» PROBLEM REQUIREMENTS
Recast the listing below, from the line containing "form [272, 23]." through the end of the listing, as a two-column CSV with columns request_text and expected_points. Give one row per request, with each value in a single quoted field and its line breaks replaced by spaces.

» INPUT RECORDS
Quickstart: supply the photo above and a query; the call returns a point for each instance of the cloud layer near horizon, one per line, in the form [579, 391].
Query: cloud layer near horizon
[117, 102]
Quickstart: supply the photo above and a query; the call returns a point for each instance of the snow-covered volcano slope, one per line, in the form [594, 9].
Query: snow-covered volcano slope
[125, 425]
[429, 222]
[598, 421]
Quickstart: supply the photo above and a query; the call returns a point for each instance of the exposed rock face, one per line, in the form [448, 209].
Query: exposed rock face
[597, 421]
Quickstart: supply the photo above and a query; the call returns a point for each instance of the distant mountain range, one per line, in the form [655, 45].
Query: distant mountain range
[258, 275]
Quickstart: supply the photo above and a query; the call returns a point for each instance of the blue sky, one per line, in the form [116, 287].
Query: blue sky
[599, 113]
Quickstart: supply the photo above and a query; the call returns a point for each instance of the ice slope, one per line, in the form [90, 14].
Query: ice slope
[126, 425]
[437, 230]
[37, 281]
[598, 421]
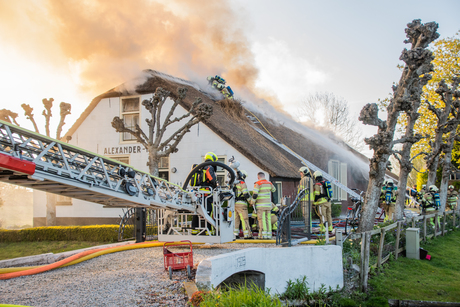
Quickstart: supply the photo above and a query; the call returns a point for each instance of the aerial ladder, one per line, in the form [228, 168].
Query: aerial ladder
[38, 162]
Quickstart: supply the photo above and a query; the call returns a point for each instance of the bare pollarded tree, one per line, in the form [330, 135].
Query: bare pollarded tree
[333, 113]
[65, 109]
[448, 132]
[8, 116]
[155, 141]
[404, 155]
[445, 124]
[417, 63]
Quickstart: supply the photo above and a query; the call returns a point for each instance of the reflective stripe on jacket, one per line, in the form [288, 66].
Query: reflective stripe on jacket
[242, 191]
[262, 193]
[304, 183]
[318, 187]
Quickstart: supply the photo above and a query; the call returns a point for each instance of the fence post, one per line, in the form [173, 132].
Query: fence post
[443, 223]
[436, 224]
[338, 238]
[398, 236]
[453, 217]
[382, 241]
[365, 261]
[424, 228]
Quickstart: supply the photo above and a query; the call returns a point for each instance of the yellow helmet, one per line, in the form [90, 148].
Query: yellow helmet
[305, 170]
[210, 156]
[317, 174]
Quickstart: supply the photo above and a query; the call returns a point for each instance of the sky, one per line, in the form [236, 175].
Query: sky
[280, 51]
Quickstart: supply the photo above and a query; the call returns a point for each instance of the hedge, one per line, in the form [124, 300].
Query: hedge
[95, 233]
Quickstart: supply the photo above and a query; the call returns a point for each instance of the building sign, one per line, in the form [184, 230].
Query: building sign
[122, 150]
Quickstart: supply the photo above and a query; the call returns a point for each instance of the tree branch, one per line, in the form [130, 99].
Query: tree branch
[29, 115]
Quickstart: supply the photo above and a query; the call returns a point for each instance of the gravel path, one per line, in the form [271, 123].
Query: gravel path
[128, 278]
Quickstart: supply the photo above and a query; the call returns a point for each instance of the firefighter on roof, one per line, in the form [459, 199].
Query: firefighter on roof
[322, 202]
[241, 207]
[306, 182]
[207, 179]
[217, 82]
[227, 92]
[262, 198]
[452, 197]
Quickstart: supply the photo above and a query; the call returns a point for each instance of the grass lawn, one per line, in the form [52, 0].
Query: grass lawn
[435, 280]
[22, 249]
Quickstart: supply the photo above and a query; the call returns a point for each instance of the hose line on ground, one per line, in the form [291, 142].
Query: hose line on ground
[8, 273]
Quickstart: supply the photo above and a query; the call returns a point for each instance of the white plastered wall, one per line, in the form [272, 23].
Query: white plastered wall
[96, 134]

» FULL OUTPUT
request_text,expected_points
"Quickstart: supply the photo above and a query; the call returns a point for each instance of the white plastered wall, one per line, in the form [272, 23]. Query: white plastered wall","[96, 134]"